§ **Data entries**:

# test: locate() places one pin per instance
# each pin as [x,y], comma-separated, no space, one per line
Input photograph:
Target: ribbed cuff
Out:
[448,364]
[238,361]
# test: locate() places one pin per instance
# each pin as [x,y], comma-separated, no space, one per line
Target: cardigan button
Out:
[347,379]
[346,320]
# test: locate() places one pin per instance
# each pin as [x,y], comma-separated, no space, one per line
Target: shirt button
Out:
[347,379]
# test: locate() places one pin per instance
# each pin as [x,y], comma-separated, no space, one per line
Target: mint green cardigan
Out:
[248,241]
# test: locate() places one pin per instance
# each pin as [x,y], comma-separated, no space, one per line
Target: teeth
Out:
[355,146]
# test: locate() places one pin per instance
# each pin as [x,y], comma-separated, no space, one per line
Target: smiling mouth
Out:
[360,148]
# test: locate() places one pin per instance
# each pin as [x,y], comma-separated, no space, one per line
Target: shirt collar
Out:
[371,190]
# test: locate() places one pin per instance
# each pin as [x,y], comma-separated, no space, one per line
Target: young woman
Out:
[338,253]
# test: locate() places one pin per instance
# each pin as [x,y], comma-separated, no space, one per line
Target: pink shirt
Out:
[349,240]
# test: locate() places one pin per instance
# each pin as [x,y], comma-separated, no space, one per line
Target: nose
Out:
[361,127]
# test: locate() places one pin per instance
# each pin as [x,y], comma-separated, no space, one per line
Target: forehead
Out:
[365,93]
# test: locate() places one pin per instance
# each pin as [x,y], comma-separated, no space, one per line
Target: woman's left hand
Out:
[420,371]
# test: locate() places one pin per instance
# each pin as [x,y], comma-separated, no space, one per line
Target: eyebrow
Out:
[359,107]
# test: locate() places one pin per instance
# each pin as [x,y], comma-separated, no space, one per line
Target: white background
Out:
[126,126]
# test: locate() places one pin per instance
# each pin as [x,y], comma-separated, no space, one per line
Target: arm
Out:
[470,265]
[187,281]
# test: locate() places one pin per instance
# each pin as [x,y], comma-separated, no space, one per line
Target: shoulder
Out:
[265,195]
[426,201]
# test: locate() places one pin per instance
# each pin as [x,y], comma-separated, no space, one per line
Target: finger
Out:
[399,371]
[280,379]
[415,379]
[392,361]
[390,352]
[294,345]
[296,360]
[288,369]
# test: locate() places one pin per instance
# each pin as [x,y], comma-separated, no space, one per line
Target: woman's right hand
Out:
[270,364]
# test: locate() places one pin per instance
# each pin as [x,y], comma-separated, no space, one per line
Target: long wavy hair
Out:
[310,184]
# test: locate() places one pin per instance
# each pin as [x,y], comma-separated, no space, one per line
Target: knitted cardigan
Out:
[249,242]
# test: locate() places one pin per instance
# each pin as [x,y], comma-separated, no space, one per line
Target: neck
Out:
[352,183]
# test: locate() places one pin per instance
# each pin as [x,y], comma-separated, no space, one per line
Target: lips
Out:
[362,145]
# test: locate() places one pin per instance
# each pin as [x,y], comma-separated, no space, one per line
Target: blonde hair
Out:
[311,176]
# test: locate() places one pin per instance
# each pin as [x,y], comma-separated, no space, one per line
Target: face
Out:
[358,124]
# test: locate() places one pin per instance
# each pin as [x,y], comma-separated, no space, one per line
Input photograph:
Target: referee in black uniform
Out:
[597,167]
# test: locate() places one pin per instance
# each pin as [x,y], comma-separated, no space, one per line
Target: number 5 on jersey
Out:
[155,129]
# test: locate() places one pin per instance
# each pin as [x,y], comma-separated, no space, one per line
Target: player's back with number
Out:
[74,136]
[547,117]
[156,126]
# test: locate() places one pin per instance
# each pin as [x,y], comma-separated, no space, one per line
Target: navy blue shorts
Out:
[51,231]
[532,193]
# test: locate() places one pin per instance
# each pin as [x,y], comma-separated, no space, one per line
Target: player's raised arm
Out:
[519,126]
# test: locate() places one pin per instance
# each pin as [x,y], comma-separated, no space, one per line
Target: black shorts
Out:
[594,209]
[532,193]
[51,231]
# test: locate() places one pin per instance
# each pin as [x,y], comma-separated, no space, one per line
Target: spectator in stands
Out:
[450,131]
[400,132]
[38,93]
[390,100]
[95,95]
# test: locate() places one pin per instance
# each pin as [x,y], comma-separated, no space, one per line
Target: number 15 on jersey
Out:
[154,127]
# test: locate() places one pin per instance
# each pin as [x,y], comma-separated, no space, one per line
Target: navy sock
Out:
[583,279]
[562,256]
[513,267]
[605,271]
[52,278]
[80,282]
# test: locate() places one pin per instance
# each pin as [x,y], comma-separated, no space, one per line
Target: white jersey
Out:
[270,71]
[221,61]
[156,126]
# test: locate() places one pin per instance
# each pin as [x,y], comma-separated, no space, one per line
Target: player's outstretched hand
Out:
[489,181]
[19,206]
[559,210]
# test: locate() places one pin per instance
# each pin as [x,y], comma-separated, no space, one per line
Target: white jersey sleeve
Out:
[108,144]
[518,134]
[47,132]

§ **Exercise description**: Output an exact copy of each record.

§ **Output**:
# test: locate() places one pin per instance
# each pin as [x,y], comma-separated, no space, one per line
Input photograph:
Target: ribbed cuff
Out:
[448,364]
[238,361]
# test: locate() places one pin per instance
# each pin as [x,y], comma-separated, no space, one per line
Target: cardigan button
Out:
[347,379]
[346,320]
# test: locate() places one pin per instance
# each pin as [x,y], comma-separated, no space, one per line
Target: shirt button
Out:
[347,379]
# test: locate() places one pin per instance
# each pin as [x,y], comma-separated, no space, one per line
Target: mint green cardigan
Out:
[248,241]
# test: locate() places one pin per instance
# each pin as [x,y], comma-separated, no space, one per line
Target: teeth
Out:
[355,146]
# test: locate() places one pin per instance
# each pin as [x,y], comma-separated, no space, one per line
Target: smiling mouth
Out:
[360,148]
# test: locate() places one pin per instance
# each pin as [x,y], comma-separated, no space, one per line
Target: shirt collar
Out:
[371,190]
# test: locate() places one pin per instance
# each pin as [x,y], comma-separated, no space, one per line
Target: young woman
Out:
[338,253]
# test: locate() places one pin per instance
# each pin as [x,y], comma-separated, no space, one per line
Target: pink shirt
Out:
[349,240]
# test: locate() places one pin per instance
# each pin as [x,y], comma-separated, no space, one per line
Target: nose
Out:
[361,127]
# test: locate() places one pin per instance
# each pin as [x,y], comma-separated, no space, one per line
Target: forehead
Out:
[365,93]
# test: locate() places one pin per instance
# each pin as [x,y], comma-separated, no space, one per line
Target: woman's left hand
Out:
[420,371]
# test: locate() places one pin per instance
# each pin as [x,y], comma-separated, no space, one per line
Target: eyebrow
Out:
[359,107]
# test: locate() places one pin per instance
# each pin as [x,y], comma-separated, no space, one per line
Target: white background
Out:
[126,126]
# test: locate() places one pin per instance
# each pin as [x,y], comma-separated, no space, one per line
Target: arm
Out:
[470,265]
[187,281]
# test: locate() places one pin per instance
# each pin as [x,y], comma-separated, no space, one per line
Target: shoulder
Out:
[265,195]
[426,201]
# test: locate() places one pin per instance
# each pin as [x,y], comma-separated, no space, one per line
Target: finger
Out:
[399,371]
[280,379]
[415,379]
[392,361]
[390,352]
[294,345]
[296,360]
[288,369]
# test: locate() places one pin per instance
# each pin as [x,y], comma-separated, no space, one per line
Target: woman's right hand
Out:
[270,364]
# test: locate() places one pin per instance
# each pin as [x,y], comma-separated, no space, one per line
Target: long wavy hair
Out:
[310,184]
# test: locate() places one pin per instance
# each pin as [x,y], comma-separated, no space, one per line
Target: knitted cardigan
Out:
[249,242]
# test: locate() places one pin per instance
# each pin as [x,y], comma-separated, no space, one per line
Target: neck
Out:
[352,183]
# test: locate() places one pin per instance
# each pin as [x,y], comma-separated, no space, one per line
Target: lips
Out:
[362,145]
# test: locate() places one pin per instance
# each pin as [x,y], comma-separated, no space, one per line
Target: blonde hair
Out:
[311,176]
# test: locate() places one pin per instance
# each pin as [x,y], comma-separated, no space, one per line
Target: face
Out:
[358,124]
# test: locate() places one pin per instance
# each pin as [x,y], comma-separated, no space, one per line
Input photograph:
Target: referee in black uniform
Out:
[597,167]
# test: locate() places one pin per instance
# each pin as [x,y], comma-separated, no space, one per line
Target: number 5 on jersey
Out:
[155,129]
# test: locate() places one pin per instance
# each pin as [x,y], comma-separated, no space, one per line
Target: player's back with number
Out:
[74,136]
[547,117]
[156,126]
# test: locate() places one pin per instance
# each pin as [x,y], comma-separated, no space, one per line
Target: navy blue shorts
Out:
[51,231]
[532,193]
# test: locate() places one pin per instance
# each pin as [x,y], comma-separated, no space, one per line
Target: player's raised arm
Out:
[519,126]
# test: locate() places one pin per instance
# each pin as [x,y], comma-separated, no space, one per line
Target: black shorts
Out:
[594,209]
[532,193]
[51,231]
# test: locate() places one pin per instance
# each pin as [x,y], comma-separated, no space, one per line
Target: spectator in stands
Out:
[450,131]
[400,132]
[38,93]
[390,100]
[95,95]
# test: locate() places one pin per instance
# each pin as [x,y], comma-separated, no space, one per line
Target: number 15 on jersey
Out:
[154,127]
# test: locate() places one pin per instance
# each pin as [x,y], comma-separated, no space, one per line
Target: navy sock
Out:
[583,279]
[562,256]
[513,267]
[605,271]
[52,278]
[80,282]
# test: locate() places one pin per instance
# each pin as [x,y], comma-separated, no space, one per line
Target: white jersey
Out:
[270,71]
[221,61]
[156,126]
# test: locate() places one pin per instance
# each pin as [x,y], comma-separated, no space, one per line
Target: player's outstretched hand
Out:
[489,181]
[19,206]
[559,210]
# test: locate() places one pin per instance
# each pin as [x,y], comma-separated, no space, one per line
Target: white jersey sleeve
Out:
[108,144]
[518,134]
[47,132]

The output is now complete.